Part of the money from the sale of marketable trees is returned to the communities from which they came to pay for additional clearing and reforestation projects.

"We're also supporting the Goldwater Fund and we hope to establish a Goldwater Center on the (Gila Community) College property," Lodge said.

Besides Gila County, the program is currently operating in Greenlee, Graham, Navajo and Apache counties. Parts of Yavapai and Coconino counties are also participating.

"EECO was formed by the Eastern Arizona Counties (Association)," Executive Director Dr. Martin Moore said. "(Gila County District 1 Supervisor) Ron Christensen is the chairman of that board."

A better solution

Currently ponderosa pines destroyed by the Ips bark beetle are either cut down by loggers who cut them into firewood or dump them in the landfill -- or, worse yet, the dead trees are left standing.

"If you don't get the trees out of there you don't have to have much imagination to see what can happen," Lodge said. "They get so brittle that if you get the slightest windstorm they break in the middle and you've got falling tops on houses, on people, on cars, across roadways."

The firewood option isn't much better.

"We've got enough firewood for 20 years," Lodge said.

Legitimate loggers and tree cutters like the program because it gives them something to do with the trees they cut down.

"They've had a very difficult time getting rid of the logs," Lodge said. "As you can see, there must be 10,000 logs on the ground in the Pine-Strawberry area."

Neighborhood project

A major factor in the program's success is getting enough residents to participate to make the program pay for itself. While Miller had to cut down 47 dead ponderosa pines last year on his 1.5-acre property, he doesn't have nearly that many now.

"I've got a half dozen dead trees right now," Miller said. "That's not enough to do anything with, so I need to get with my neighbors and coordinate."

Lodge and his son, Jeff, who also has many years of experience in the lumber business, are currently meeting with homeowners associations and groups of property owners to explain the program. One of the things they emphasize is the importance of getting the trees out before they lose their commercial value.

"The trees are dead, and if we don't get them out pretty soon, they totally lose their value because the fiber loses its strength and becomes useless and that's what (makes) lumber is the fiber strength," Lodge said. "If we don't, they'll be a $2 billion liability instead of a billion dollar asset, and that's a fact."

Many Rim country residents the Lodges talk to are surprised to learn that there is a market for diseased trees besides chopping them into firewood. But Lodge says that because the ips bark beetle only tunnels through the bark and into the outside cambium layer of the tree to lay eggs, the rest of the tree is unharmed.

Reason for hope

Perhaps most important, Lodge believes, the program provides hope to a community that has sometimes seemed overwhelmed by the scope of the problem and the devastation it has wrought.

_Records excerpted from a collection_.
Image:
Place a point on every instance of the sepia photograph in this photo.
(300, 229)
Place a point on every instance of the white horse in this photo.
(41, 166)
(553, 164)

_Parts of the exercise_.
a: Print the passage of the bark beetle article between "Currently ponderosa pines" and "are left standing.", inclusive.
b: According to the bark beetle article, how many dead ponderosa pines did Miller have to cut down last year on his property?

_Answers to the problems_.
a:
Currently ponderosa pines destroyed by the Ips bark beetle are either cut down by loggers who cut them into firewood or dump them in the landfill -- or, worse yet, the dead trees are left standing.

b: 47